*Supplied text*.
========================
A few details: I chose silicone, because they are the most natural and pretty darn fool-proof nowadays), they are placed under my chest muscles, and mine are 375cc volume (which equate to about a D-DD size.) I wanted to be not too big and not too small, and my surgeon wanted to make sure I was happy. He mentioned that most women after surgery tend to wish they had gone bigger, so if you choose between 2 sizes he recommended going with the bigger. I would agree with him there. I chose the bigger size and I am super happy. I find that most people are surprised they are the size they are, and they do not come across as “fake.”
The surgery itself was much like the first, except the incisions were smaller (about an inch long on the same scar underneath as my first), and the recovery was way easier. I did not have help after this surgery, so the day after I was home with my kids and my husband went to work and I may have been a little hopped up on pain meds that day. Initially, implants have to settle, so they are very swollen and are kind of right under your collarbone. It’s very “Pam Anderson” and scary if you don’t expect it, or if you have breastfed, they look exactly like the day your milk comes in. The swelling goes away after a month or so of icing them and rest, the implants settle into place, and before you know it you are YOU, but better. The pain is very tolerable, and again, I liken it to the feeling of having to breastfeed, but you can’t feed your baby lol. Nothing like the first surgery! I was back on my feet the next day and working out in a limited way about 2 weeks later.
========================
*Instructions to follow*. Copy out the whole account of breast implant surgery and recovery, word for word.

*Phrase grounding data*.
========================
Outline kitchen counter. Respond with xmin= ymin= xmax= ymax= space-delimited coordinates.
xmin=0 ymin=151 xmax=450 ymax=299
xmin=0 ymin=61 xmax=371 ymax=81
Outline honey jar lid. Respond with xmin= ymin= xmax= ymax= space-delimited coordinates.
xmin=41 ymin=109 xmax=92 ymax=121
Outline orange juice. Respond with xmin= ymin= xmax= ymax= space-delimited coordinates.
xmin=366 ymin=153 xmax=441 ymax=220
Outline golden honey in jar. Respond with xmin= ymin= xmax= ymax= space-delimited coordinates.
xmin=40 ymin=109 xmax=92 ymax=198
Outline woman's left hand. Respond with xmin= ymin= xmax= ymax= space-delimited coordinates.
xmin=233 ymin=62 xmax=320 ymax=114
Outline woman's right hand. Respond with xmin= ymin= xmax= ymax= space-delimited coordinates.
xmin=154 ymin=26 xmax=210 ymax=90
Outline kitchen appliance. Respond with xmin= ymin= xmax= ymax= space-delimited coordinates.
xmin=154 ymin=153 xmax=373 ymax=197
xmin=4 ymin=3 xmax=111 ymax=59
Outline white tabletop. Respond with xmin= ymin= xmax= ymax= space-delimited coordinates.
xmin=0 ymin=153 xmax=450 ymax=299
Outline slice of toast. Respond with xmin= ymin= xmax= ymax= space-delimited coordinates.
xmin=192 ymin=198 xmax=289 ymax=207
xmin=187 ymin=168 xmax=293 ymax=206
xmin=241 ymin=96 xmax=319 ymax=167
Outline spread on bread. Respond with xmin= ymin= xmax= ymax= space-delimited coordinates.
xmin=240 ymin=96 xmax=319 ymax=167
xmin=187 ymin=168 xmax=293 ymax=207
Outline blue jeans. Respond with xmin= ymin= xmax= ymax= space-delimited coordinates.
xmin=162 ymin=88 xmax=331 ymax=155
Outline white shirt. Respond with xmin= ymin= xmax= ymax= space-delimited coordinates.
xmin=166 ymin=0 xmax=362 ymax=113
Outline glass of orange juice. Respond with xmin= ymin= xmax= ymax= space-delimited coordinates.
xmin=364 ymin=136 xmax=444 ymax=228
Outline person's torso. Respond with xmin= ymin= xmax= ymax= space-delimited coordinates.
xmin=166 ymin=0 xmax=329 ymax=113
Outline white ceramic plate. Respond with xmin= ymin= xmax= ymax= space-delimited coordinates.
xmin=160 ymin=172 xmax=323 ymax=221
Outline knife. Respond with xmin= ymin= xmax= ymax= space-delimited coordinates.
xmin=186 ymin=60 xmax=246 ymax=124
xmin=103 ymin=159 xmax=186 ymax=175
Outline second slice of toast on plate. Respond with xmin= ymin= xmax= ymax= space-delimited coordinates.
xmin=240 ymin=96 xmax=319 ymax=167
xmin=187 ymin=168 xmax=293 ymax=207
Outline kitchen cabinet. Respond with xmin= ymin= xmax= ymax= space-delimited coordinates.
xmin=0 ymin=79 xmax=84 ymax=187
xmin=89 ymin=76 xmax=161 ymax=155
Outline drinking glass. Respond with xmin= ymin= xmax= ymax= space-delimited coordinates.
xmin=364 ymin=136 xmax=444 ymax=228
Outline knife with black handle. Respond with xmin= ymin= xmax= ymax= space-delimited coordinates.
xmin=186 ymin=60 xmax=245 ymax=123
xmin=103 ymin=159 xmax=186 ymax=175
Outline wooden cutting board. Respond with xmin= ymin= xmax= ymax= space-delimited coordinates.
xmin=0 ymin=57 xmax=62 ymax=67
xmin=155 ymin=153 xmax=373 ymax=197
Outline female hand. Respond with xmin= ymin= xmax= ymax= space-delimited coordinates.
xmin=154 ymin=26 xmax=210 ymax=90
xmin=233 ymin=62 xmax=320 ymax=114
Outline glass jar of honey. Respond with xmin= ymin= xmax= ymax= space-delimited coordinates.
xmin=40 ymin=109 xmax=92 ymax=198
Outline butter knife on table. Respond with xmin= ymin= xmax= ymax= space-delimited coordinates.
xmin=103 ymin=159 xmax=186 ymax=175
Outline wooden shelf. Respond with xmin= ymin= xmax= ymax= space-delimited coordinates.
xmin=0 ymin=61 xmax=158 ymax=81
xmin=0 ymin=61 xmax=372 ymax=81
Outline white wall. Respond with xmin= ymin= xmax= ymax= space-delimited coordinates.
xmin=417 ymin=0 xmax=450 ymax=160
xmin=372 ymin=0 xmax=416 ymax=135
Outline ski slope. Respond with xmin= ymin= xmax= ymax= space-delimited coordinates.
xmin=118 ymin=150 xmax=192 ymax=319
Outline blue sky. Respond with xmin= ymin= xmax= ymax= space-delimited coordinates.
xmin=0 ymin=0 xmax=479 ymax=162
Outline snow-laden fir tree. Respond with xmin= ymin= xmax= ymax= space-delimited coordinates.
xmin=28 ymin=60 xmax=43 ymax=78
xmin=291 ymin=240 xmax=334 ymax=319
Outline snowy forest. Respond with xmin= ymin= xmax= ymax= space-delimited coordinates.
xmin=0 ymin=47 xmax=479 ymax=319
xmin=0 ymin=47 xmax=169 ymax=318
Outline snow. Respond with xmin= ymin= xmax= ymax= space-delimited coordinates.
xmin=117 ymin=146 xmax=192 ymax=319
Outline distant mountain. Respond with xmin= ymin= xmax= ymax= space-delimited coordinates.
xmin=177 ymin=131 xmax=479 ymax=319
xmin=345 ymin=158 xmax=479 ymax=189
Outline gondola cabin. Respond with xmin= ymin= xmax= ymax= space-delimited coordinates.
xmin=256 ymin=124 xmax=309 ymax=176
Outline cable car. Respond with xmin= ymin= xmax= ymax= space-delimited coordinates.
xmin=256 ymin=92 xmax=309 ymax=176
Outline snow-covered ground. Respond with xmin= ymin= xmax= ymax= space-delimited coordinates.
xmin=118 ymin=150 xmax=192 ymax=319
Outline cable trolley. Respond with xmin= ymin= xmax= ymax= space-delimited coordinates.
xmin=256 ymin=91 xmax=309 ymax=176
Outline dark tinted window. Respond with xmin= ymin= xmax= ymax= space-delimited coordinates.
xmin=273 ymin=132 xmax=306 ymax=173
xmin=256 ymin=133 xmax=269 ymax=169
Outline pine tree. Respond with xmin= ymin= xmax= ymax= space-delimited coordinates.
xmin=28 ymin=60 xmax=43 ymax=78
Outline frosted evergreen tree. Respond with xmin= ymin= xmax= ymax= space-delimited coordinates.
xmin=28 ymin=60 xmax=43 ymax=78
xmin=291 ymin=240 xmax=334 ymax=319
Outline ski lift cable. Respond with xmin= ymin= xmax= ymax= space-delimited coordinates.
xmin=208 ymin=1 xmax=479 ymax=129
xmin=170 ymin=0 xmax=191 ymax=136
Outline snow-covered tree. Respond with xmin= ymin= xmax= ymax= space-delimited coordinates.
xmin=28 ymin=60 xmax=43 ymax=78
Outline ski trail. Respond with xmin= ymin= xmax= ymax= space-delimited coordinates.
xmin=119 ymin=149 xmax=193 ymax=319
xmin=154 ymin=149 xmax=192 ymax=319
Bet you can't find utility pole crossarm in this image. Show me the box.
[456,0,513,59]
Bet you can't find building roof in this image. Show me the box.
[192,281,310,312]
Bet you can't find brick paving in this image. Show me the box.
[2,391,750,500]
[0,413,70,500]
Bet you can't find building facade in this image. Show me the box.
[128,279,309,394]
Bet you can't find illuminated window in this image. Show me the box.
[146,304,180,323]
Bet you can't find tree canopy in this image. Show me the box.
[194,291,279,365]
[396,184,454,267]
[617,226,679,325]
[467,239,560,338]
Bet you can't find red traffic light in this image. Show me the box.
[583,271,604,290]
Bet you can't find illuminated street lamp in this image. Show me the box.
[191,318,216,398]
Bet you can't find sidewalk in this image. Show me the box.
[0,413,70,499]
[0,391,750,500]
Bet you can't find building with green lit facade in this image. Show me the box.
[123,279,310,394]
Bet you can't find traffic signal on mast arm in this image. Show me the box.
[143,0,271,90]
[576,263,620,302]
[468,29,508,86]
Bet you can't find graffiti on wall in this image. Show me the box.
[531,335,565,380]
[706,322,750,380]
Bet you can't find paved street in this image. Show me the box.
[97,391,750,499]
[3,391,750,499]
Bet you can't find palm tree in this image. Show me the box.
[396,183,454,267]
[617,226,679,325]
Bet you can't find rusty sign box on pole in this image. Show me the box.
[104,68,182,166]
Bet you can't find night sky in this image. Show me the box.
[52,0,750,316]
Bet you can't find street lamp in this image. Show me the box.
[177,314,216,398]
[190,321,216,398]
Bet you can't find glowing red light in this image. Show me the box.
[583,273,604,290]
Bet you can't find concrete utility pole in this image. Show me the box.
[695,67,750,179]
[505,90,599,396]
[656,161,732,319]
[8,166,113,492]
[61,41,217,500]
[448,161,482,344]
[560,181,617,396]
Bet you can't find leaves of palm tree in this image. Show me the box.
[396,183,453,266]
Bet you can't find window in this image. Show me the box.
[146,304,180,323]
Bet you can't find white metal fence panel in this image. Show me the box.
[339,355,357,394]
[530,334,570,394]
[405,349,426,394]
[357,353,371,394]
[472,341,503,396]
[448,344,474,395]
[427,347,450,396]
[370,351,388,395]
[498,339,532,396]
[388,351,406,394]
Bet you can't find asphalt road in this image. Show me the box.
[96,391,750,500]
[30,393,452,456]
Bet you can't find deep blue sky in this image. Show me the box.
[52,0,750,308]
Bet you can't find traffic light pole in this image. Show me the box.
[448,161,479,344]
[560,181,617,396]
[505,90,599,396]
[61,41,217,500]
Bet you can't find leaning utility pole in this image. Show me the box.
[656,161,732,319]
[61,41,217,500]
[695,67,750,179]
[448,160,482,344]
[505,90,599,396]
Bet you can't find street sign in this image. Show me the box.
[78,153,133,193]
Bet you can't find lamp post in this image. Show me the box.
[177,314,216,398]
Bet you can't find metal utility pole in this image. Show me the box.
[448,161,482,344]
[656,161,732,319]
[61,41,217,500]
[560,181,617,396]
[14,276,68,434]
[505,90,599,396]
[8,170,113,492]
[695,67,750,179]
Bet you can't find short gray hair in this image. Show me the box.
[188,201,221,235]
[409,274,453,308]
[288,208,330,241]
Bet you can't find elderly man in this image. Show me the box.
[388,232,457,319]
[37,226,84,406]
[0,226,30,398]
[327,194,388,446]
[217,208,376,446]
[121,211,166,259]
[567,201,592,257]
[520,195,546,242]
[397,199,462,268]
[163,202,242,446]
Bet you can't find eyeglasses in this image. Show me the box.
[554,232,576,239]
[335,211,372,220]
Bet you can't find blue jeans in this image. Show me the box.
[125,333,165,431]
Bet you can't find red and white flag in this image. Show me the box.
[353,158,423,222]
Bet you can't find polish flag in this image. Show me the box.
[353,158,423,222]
========================
*Solution for this task*.
A few details: I chose silicone, because they are the most natural and pretty darn fool-proof nowadays), they are placed under my chest muscles, and mine are 375cc volume (which equate to about a D-DD size.) I wanted to be not too big and not too small, and my surgeon wanted to make sure I was happy. He mentioned that most women after surgery tend to wish they had gone bigger, so if you choose between 2 sizes he recommended going with the bigger. I would agree with him there. I chose the bigger size and I am super happy. I find that most people are surprised they are the size they are, and they do not come across as “fake.”
The surgery itself was much like the first, except the incisions were smaller (about an inch long on the same scar underneath as my first), and the recovery was way easier. I did not have help after this surgery, so the day after I was home with my kids and my husband went to work and I may have been a little hopped up on pain meds that day. Initially, implants have to settle, so they are very swollen and are kind of right under your collarbone. It’s very “Pam Anderson” and scary if you don’t expect it, or if you have breastfed, they look exactly like the day your milk comes in. The swelling goes away after a month or so of icing them and rest, the implants settle into place, and before you know it you are YOU, but better. The pain is very tolerable, and again, I liken it to the feeling of having to breastfeed, but you can’t feed your baby lol. Nothing like the first surgery! I was back on my feet the next day and working out in a limited way about 2 weeks later.